» **COMPRUEBA TU COMPRENSIÓN**
1. Responde, a partir del texto sobre la ira, cada pregunta en una línea:
(a) ¿Qué apodo le daban al sargento chusquero?
(b) ¿Cuántos pasos aconseja seguir la neurociencia para controlar los impulsos desbocados?
(c) ¿Qué estructura del sistema límbico se sobreactiva cuando explotamos?
2. Reproduce el fragmento del texto sobre la ira que empieza en "En ocasiones se" y termina en "sañuda y acre.", renombrando "refranero" como "folclore".
3. Traduce al inglés esta oración del texto sobre la ira: "Cuando explotamos, se sobreactiva la amígdala del sistema límbico y las emociones dejan de pasar por el filtro de la razón."

== TEXTO

En ocasiones se forma en nuestra atribulada mente una suerte de ciclogénesis explosiva, una bomba neurotransmisora a punto de estallar y salpicar de metralla dialéctica y física a aquellos que tengan la desgracia de encontrarse próximos a nosotros en tan virulento trance. Ante semejante peligro, la neurociencia aconseja canalizar las emociones y poner coto al desmán antes de que éste se produzca y ya sea demasiado tarde, puesto que en ese caso tan sólo nos salvará de sus devastadores efectos el ponernos a salvo, atrincherarnos y esperar a que escampe.

Todos hemos sido pasto en ocasiones de oleadas de rabia, ira y descontrol, acordándonos en esos momentos del santoral al completo. “El que se cabrea tira la garrota y cuando va por ella resulta que está rota”, nos recuerda nuestro rico refranero, lo que nos genera una segunda explosión todavía más sañuda y acre.

Ante tal tesitura, abandonamos todo pensamiento racional y cualquier toma de decisión analítica y objetiva. Lo primero es cagarse en el copón, sin más, y pretender asir cuanto tengamos a mano para estamparlo y hacerlo añicos, dando rienda suelta a nuestros instintos más primarios. Las causas de tan destructora conducta no hay que buscarlas en un tratado psicológico sino más bien en una coctelería: si mezclamos el enfado, el estrés y el miedo no obtendremos precisamente un daiquiri, sino la ira. Cuando explotamos, se sobreactiva la amígdala del sistema límbico y las emociones dejan de pasar por el filtro de la razón. Y comienza el apocalipsis según San Juan.

La ira es una locura de corta duración, afirmaba Horacio, el poeta del Carpe Diem, no el pinchadiscos, estado que nos altera la visión y envenena la sangre. Todos conocemos a algún sujeto iracundo que vive constantemente en un estado de provocación reactiva permanente y que suele estar a la que salta. Según parece, semejantes sujetos-pólvora presentan una reducción en la densidad de las cortezas frontal y prefrontal, similar al de aquellos que reciben la medicina del iracundo en formato de puñetazo o cabezazo al uso, puesto que pueden terminar con la frente, el pómulo o el mentón abollados.

Mi padre me contaba que en la mili, en el polvoriento Aaiún sahariano, tenían un sargento chusquero al que apodaban “El Siroco”, quien se gastaba muy mala folla castrense y de quien era conocida su velocidad huracanada a la hora de poner firme a la tropa. Cuando el viento del jaloque se tornaba tempestuoso, “El Siroco” enrojecía demoníacamente y bizqueaba los ojos. Mal asunto, barruntaba el regimiento, puesto que solía sacar el brazo a pasear.

La neurociencia -algunos cuestionan que se trate de una verdadera ciencia- aconseja seguir cuatro pasos para controlar estos impulsos desbocados: identificar la emoción antes del arrebato, distraerse, reinterpretar la situación y cambiar de postura.

En efecto, la ira es como el fuego; no se puede apagar sino al primer chispazo puesto que después ya es tarde. Para Mark Twain “es un ácido que puede hacer más daño en el recipiente en el que se almacena que en cualquier otra cosa en que se vierta”.

====
== EXTRACTOS DE DATOS

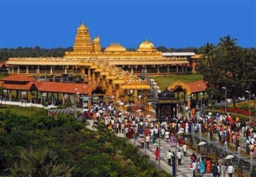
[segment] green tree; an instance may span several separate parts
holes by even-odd
[[[201,59],[201,63],[209,67],[212,62],[212,60],[215,58],[216,47],[211,43],[207,43],[198,49],[199,53],[204,55]]]
[[[224,56],[227,56],[230,51],[234,49],[234,46],[237,44],[237,39],[231,38],[228,35],[220,38],[220,40],[218,46],[224,51]]]
[[[30,147],[21,151],[19,160],[10,169],[15,176],[71,176],[75,167],[69,165],[58,164],[58,154],[46,147]]]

====

» **SOLUCIONES**
1.
(a) "El Siroco"
(b) Cuatro
(c) La amígdala

2.
En ocasiones se forma en nuestra atribulada mente una suerte de ciclogénesis explosiva, una bomba neurotransmisora a punto de estallar y salpicar de metralla dialéctica y física a aquellos que tengan la desgracia de encontrarse próximos a nosotros en tan virulento trance. Ante semejante peligro, la neurociencia aconseja canalizar las emociones y poner coto al desmán antes de que éste se produzca y ya sea demasiado tarde, puesto que en ese caso tan sólo nos salvará de sus devastadores efectos el ponernos a salvo, atrincherarnos y esperar a que escampe.

Todos hemos sido pasto en ocasiones de oleadas de rabia, ira y descontrol, acordándonos en esos momentos del santoral al completo. “El que se cabrea tira la garrota y cuando va por ella resulta que está rota”, nos recuerda nuestro rico folclore, lo que nos genera una segunda explosión todavía más sañuda y acre.

3. When we explode, the amygdala of the limbic system becomes overactivated and emotions no longer pass through the filter of reason.